But as written above I'll start shooting full camera m more often, just bought the Syl Arena book and will experiment with m flash more often - it's a lot to learn when coming from the "p&s" av+ettl2-experience, but I acknowledge it's more reliable in changing light or with reflecting surfaces, so I have to know how to do it.


----------



## Chris Burch (Feb 21, 2013)

Just a thought that occurred to me as I was reading. ETTL (especially when set to evaluative) can get thrown off by a lot of things, but the camera specifically looks for the highlights in the scene to avoid blowing them out. That's why if you get a direct reflection of the flash off of something like a mirror in the background, your whole picture will drop down to a dark exposure based on the camera lowering the flash power. If you change the EC of the image, the highlights of an image may also shift once the flash is applied. For instance, if you're shooting someone in a white shirt against a light wall and you increase the exposure, the added flash power make the near-ground subject (person in white shirt) brighter in relation to the background wall. Whereas under the original setting, the background may have been the brightest area in the pic and the target for eTTL exposure, the new values make the person's shirt the highlight of the image and the eTTL calculations adjust accordingly. I would advise you to only use FEC when you're using eTTL. That will only affect the flash power applied and minimize the number of variables. I advise most people to only use one "auto" setting, which includes eTTL. Then you don't have to worry about the effects of each change on the calculations of another variable setting. So shoot in manual mode and if you want to change the flash ambient ratios, change your shutter speed or ISO.

* Data excerpts
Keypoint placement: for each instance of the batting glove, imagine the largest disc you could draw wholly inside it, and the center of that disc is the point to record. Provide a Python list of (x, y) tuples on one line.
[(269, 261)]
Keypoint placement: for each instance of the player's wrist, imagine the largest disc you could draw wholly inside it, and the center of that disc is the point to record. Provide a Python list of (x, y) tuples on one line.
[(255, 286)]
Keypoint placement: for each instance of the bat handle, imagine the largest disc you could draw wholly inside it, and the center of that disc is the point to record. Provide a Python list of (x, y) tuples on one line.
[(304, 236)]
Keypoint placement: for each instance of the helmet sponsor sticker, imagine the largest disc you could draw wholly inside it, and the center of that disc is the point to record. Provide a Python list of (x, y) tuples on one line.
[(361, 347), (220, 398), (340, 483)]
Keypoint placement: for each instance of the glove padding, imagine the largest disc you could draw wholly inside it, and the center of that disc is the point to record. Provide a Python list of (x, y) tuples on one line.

* Requirement A
In Chris Burch's post in the flash photography thread, list every abbreviation that is written entirely in capital letters.
* Requirement B
Retype the flash photography thread from "But as written" to "(Feb 21, 2013)".
The lines are not needed for any of the tasks.

* Right answer A
ETTL, EC, FEC, ISO

* Right answer B
But as written above I'll start shooting full camera m more often, just bought the Syl Arena book and will experiment with m flash more often - it's a lot to learn when coming from the "p&s" av+ettl2-experience, but I acknowledge it's more reliable in changing light or with reflecting surfaces, so I have to know how to do it.


----------



## Chris Burch (Feb 21, 2013)